START Given records
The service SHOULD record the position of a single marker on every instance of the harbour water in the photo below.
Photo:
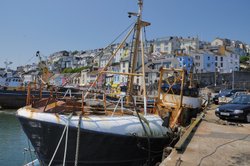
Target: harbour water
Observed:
(13, 141)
END Given records
Exercise:
Print the records above verbatim, pictures excluded.

Result:
The service SHOULD record the position of a single marker on every instance of the harbour water in the photo below.
Photo:
Target: harbour water
Observed:
(13, 141)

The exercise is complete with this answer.